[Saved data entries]
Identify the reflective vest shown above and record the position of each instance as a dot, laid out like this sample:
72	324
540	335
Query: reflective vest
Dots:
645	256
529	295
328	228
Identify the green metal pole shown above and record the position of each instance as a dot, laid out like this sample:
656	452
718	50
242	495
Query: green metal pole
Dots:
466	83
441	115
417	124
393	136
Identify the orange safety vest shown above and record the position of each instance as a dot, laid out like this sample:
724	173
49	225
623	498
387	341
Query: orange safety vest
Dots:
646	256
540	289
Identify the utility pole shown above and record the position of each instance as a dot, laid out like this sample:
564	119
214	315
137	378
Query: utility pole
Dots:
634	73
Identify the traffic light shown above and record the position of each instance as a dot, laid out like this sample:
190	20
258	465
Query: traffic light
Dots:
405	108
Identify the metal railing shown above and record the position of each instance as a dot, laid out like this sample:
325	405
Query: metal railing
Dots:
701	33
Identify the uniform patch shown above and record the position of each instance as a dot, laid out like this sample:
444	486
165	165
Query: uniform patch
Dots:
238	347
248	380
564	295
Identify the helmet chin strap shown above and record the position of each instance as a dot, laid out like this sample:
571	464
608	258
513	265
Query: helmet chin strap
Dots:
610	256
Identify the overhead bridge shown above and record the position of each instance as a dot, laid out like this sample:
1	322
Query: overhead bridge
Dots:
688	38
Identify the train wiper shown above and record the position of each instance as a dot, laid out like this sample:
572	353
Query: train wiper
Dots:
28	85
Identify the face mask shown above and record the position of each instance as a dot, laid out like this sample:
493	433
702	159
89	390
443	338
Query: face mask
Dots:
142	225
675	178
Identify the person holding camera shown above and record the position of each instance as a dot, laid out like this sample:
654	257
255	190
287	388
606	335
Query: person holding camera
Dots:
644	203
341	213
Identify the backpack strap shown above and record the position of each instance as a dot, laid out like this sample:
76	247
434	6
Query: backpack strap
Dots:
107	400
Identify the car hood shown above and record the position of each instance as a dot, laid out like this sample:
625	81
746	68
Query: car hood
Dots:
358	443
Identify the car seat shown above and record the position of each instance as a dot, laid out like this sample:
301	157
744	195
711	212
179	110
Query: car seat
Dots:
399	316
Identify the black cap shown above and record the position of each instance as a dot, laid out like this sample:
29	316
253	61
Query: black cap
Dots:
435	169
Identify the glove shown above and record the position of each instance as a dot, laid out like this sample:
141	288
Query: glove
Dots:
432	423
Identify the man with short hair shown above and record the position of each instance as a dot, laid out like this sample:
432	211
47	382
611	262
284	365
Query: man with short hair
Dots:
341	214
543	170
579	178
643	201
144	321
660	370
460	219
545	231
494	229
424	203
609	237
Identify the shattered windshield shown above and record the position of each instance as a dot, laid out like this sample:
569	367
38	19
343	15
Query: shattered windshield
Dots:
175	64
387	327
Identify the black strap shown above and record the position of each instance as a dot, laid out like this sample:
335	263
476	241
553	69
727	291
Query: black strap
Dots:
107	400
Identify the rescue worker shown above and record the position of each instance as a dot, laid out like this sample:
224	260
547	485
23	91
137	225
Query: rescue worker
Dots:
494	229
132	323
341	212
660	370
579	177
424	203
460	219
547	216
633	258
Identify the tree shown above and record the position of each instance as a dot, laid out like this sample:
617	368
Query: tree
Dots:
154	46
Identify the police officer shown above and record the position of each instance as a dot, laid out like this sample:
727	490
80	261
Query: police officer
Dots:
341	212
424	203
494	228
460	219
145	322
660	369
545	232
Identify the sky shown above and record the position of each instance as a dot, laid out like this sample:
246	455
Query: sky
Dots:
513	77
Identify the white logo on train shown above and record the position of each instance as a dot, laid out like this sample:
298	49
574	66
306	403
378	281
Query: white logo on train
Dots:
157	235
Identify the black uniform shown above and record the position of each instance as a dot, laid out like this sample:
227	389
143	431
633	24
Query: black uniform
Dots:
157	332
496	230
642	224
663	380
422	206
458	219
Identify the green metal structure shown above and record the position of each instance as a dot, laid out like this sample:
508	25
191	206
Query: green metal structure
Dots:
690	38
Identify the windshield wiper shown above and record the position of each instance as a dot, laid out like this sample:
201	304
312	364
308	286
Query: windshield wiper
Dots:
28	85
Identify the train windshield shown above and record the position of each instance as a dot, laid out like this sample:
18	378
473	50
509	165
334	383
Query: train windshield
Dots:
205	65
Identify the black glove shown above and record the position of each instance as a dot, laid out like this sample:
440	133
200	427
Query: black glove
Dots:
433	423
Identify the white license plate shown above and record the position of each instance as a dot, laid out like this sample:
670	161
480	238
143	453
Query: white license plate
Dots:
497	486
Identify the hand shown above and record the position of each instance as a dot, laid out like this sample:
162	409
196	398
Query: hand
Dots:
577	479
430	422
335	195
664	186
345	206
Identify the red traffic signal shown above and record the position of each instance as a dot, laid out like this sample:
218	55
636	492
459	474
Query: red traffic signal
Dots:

The problem:
What is needed here is an exact reproduction of all the entries.

Response to this task:
Identify the reflective vest shown above and record the position of each instance as a dot, laid out like this sample:
72	324
540	335
Query: reflective vest
Dots:
645	256
529	295
328	228
Identify the green metal pole shown above and record the position of each instance as a dot, laid out like this sample:
656	452
718	50
242	495
Query: green metal pole
Dots:
466	83
441	115
417	124
393	136
Identify the orange safety vest shown above and record the position of each instance as a dot, laid out like this sample:
724	173
49	225
623	498
387	341
Query: orange safety vest
Dots:
646	256
540	289
Identify the utility pole shown above and record the position of each instance as a dot, laid out like this sample:
564	119
214	315
137	378
Query: utility pole
Dots:
634	73
Identify the traffic light shown above and record the position of each instance as a dot, laid out like this sample:
190	20
258	465
Query: traffic light
Dots:
405	108
Identify the metal railing shown above and record the position of each instance as a dot, laid out like this sample:
325	405
Query: metal railing
Dots:
701	33
Identify the uniform patch shown above and record the position of each instance as a dot, laid out like this sample:
444	486
165	165
Query: uniform patch
Dots:
238	347
248	380
564	295
Identify the helmet chin strap shown above and record the position of each instance as a dot, laid out like this sample:
571	464
608	258
513	265
Query: helmet chin strap
Dots:
610	256
Identify the overhead bridge shown above and record the position of each instance as a dot, laid out like this sample:
1	322
Query: overhead bridge
Dots:
688	38
Identify the train wiper shown above and record the position of each instance as a dot, laid out like this sample:
572	353
Query: train wiper
Dots:
28	85
Identify the face mask shown above and record the position of each instance as a dot, laid out like this sample:
493	433
702	159
89	390
443	338
Query: face mask
Dots:
142	225
675	178
Identify the person holding camera shown above and record the position of each instance as a dot, laid out like this sample:
654	257
255	190
287	388
606	335
Query: person holding camera
Dots:
644	203
341	213
Identify the backpack strap shown above and record the position of each instance as a dot, laid out like this sample:
76	247
434	6
Query: backpack strap
Dots:
107	400
Identify the car hood shown above and record the position of each instance as a dot, laid out like this sample:
625	81
746	68
Query: car hood
Dots:
358	443
Identify the car seat shown above and record the position of each instance as a dot, laid out like this sample:
301	157
744	195
711	212
179	110
Query: car seat
Dots:
399	316
Identify the black cap shown above and record the position of each instance as a dot, laid out like this sample:
29	316
253	61
Query: black cap
Dots:
435	169
Identify the glove shown above and record the position of each instance as a dot, laid out like this sample:
141	288
Query: glove
Dots:
432	423
Identify the man with short hair shown above and record the position of each instance as a dot, laid out like this sample:
432	211
47	382
611	262
284	365
Query: man with short hair
Dots:
341	214
543	170
579	178
643	201
144	321
660	370
460	219
545	231
494	229
424	203
609	237
Identify the shattered windshield shown above and record the position of each instance as a dot, laid out like this sample:
569	367
38	19
343	15
Query: shattered windshield
Dots:
175	64
387	327
Identify the black strap shown above and record the position of each instance as a dot, laid out like this sample:
335	263
476	241
553	69
727	291
Query: black strap
Dots:
107	400
Identify the rescue worker shown above and record the position of each instance as a dot, laid out like this sample:
224	260
547	485
23	91
137	225
Query: rescue worker
Dots:
494	229
132	323
341	212
660	370
579	177
424	203
460	219
547	216
633	258
Identify the tree shown above and record the position of each instance as a dot, laid out like this sample:
617	368
Query: tree
Dots:
154	46
Identify the police officer shown above and record the position of each instance as a dot, laid out like this sample:
727	490
80	261
Query: police officer
Dots:
341	212
424	203
494	228
460	219
145	322
660	369
545	232
Identify the sky shown above and record the position of each instance as a dot, laid out like this sample:
246	455
Query: sky
Dots:
513	77
Identify the white logo on train shown above and record the position of each instance as a dot, laid out like this sample:
298	49
574	66
306	403
378	281
Query: white logo on train
Dots:
157	235
Identify the black uniform shown above and record the position of each instance as a dot, laid out like this sample:
227	389
143	431
633	24
Query: black uniform
Dots:
157	332
496	230
642	224
663	380
422	206
458	219
Identify the green metal structure shown above and record the position of each instance as a dot, laid out like this sample:
508	25
191	206
Query: green metal structure
Dots:
690	38
Identify the windshield wiper shown above and record the position of each instance as a dot, laid out like this sample:
201	304
312	364
308	286
Query: windshield wiper
Dots:
28	85
Identify the train windshield shown above and record the position of each instance as a dot, laid out like this sample:
18	378
473	50
509	165
334	383
Query: train windshield
Dots:
205	65
Identify the black glove shown above and record the position of each instance as a dot, laid out like this sample:
440	133
200	427
Query: black glove
Dots:
433	423
Identify the white license plate shown above and record the position of each instance as a dot, laid out like this sample:
670	161
480	238
143	453
Query: white license plate
Dots:
497	486
Identify the hand shown above and record the position of each instance as a dot, laid out like this sample:
162	409
196	398
Query: hand
Dots:
577	479
430	422
335	195
664	186
345	206
Identify the red traffic signal shown above and record the position of each instance as a dot, laid out like this sample:
218	55
636	492
459	474
Query: red traffic signal
Dots:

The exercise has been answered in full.